• WHAT THIS TASK INVOLVES: Please return the full listing below without altering anything.

+ + +

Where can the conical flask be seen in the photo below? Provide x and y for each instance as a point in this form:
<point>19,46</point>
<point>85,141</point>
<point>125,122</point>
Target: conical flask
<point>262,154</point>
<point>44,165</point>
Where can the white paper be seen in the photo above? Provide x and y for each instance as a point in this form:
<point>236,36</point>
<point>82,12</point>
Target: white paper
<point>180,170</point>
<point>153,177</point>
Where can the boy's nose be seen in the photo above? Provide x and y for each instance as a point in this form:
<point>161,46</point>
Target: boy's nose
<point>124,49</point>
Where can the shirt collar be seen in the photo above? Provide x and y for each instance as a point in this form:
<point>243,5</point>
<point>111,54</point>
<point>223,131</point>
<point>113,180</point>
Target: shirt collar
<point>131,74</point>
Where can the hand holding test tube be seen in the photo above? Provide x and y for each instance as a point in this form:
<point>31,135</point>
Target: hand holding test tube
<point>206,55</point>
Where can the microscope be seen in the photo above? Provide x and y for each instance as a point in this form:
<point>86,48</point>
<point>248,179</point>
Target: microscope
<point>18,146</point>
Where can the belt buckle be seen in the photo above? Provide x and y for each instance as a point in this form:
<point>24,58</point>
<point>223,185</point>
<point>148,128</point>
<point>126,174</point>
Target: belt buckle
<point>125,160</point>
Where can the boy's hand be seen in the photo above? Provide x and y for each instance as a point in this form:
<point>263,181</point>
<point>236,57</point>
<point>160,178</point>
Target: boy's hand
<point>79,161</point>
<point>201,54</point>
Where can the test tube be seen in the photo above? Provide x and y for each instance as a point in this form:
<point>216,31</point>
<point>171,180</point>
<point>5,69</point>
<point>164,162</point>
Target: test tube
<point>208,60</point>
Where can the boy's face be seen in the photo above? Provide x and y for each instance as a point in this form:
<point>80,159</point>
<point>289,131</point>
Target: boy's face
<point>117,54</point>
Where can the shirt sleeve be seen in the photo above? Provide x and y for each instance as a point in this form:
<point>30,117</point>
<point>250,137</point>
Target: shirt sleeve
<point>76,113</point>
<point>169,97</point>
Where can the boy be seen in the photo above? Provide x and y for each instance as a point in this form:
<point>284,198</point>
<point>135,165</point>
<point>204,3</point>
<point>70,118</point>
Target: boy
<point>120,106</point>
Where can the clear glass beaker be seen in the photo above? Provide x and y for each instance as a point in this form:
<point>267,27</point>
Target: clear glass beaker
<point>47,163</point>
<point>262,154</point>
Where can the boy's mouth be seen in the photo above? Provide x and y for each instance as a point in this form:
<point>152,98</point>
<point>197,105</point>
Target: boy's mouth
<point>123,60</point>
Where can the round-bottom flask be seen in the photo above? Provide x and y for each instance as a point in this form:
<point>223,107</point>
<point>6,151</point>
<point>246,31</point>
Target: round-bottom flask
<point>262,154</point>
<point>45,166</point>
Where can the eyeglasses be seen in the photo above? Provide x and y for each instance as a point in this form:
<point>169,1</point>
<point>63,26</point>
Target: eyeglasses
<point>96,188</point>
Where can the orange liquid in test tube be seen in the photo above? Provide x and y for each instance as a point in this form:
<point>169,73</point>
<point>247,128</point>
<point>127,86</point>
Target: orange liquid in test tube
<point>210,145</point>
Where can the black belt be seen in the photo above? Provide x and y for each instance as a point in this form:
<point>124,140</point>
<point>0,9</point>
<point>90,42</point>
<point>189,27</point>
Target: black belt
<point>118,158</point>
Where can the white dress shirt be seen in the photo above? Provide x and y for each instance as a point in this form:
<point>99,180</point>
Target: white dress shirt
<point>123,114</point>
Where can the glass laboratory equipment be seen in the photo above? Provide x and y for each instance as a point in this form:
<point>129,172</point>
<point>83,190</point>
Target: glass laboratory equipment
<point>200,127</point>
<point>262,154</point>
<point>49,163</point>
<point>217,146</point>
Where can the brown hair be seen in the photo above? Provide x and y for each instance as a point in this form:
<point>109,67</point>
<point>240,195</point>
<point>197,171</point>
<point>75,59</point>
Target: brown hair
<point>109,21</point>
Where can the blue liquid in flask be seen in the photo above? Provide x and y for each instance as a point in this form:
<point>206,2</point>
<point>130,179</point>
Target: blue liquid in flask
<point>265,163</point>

+ + +

• WRITTEN SOLUTION:
Where can the conical flask be seen in the photo below? Provide x and y for each instance as a point in this form:
<point>19,46</point>
<point>85,141</point>
<point>125,122</point>
Target: conical flask
<point>262,154</point>
<point>44,165</point>
Where can the white paper be seen in the photo above? Provide x and y for each instance as a point in this form:
<point>236,36</point>
<point>82,12</point>
Target: white paper
<point>180,170</point>
<point>153,177</point>
Where can the boy's nose be seen in the photo above? Provide x and y for each instance as a point in this form:
<point>161,46</point>
Target: boy's nose
<point>124,49</point>
Where can the shirt collar be seen in the photo above? Provide x and y for each instance as a point in this form:
<point>243,5</point>
<point>111,54</point>
<point>223,131</point>
<point>113,180</point>
Target: shirt collar
<point>131,74</point>
Where can the hand holding test tube be seen in the photo above? Provide x and y for each instance as a point in this form:
<point>31,135</point>
Target: hand holding test tube
<point>206,55</point>
Where can the microscope be seen in the photo above? Provide x and y for each instance as a point in this form:
<point>86,48</point>
<point>248,179</point>
Target: microscope
<point>18,146</point>
Where can the belt buckle be seen in the photo above? Provide x and y for each instance as a point in this form:
<point>24,58</point>
<point>223,185</point>
<point>148,128</point>
<point>126,174</point>
Target: belt buckle
<point>125,160</point>
Where can the boy's hand be seen in the photo above? Provide x and y for each instance as a point in this form:
<point>263,181</point>
<point>236,57</point>
<point>160,178</point>
Target: boy's hand
<point>79,161</point>
<point>201,54</point>
Where can the test tube be seen in the photo above? Provide x and y for each instance as a point in this form:
<point>216,31</point>
<point>171,180</point>
<point>5,69</point>
<point>164,162</point>
Target: test tube
<point>208,60</point>
Where can the boy's face be seen in the photo above? Provide x and y for each instance as a point in this form:
<point>80,159</point>
<point>289,131</point>
Target: boy's face
<point>117,54</point>
Where can the shirt sleeve be seen in the photo above? Provide x and y for each instance as a point in this form:
<point>30,117</point>
<point>250,137</point>
Target: shirt sleeve
<point>76,113</point>
<point>169,97</point>
Where can the boy be seen in the photo above? Provide x and y for each instance as a point in this form:
<point>284,198</point>
<point>135,165</point>
<point>204,3</point>
<point>70,118</point>
Target: boy
<point>120,106</point>
Where can the clear glass beaker be seen in the photo above? Provide x and y for each instance as a point in this form:
<point>267,27</point>
Target: clear glass beaker
<point>47,163</point>
<point>262,154</point>
Where can the boy's mouth be seen in the photo above? Provide x and y for each instance as a point in this form:
<point>152,98</point>
<point>197,105</point>
Target: boy's mouth
<point>123,60</point>
Where can the round-bottom flask be seen in the photo above? Provide x and y for each instance as a point in this form:
<point>223,107</point>
<point>6,151</point>
<point>246,31</point>
Target: round-bottom flask
<point>262,154</point>
<point>45,166</point>
Where can the eyeglasses be seen in the photo above? Provide x and y for each instance as a point in this form:
<point>169,1</point>
<point>63,26</point>
Target: eyeglasses
<point>96,188</point>
Where can the orange liquid in test tube be seen in the photo above? Provide x and y for each instance as a point in this form:
<point>169,73</point>
<point>247,128</point>
<point>127,86</point>
Target: orange liquid in test tube
<point>210,145</point>
Where can the black belt be seen in the photo above? Provide x and y for each instance as a point in this form:
<point>124,140</point>
<point>0,9</point>
<point>90,42</point>
<point>189,27</point>
Target: black belt
<point>118,158</point>
Where can the white dress shirt be seen in the photo above? Provide x and y for each instance as a point in this form:
<point>99,180</point>
Target: white dress shirt
<point>123,114</point>
Where can the glass laboratory equipment be seen in the photo above? Provide x and y for each instance as a point in this form:
<point>129,172</point>
<point>83,190</point>
Target: glass laboratory equipment
<point>200,127</point>
<point>262,154</point>
<point>49,163</point>
<point>217,146</point>
Where can the brown hair be seen in the photo above? Provide x and y for each instance as a point in this form:
<point>109,67</point>
<point>240,195</point>
<point>197,171</point>
<point>75,59</point>
Target: brown hair
<point>109,21</point>
Where can the blue liquid in flask be seen in the photo above? Provide x and y for each instance as a point in this form:
<point>206,2</point>
<point>130,179</point>
Target: blue liquid in flask
<point>265,163</point>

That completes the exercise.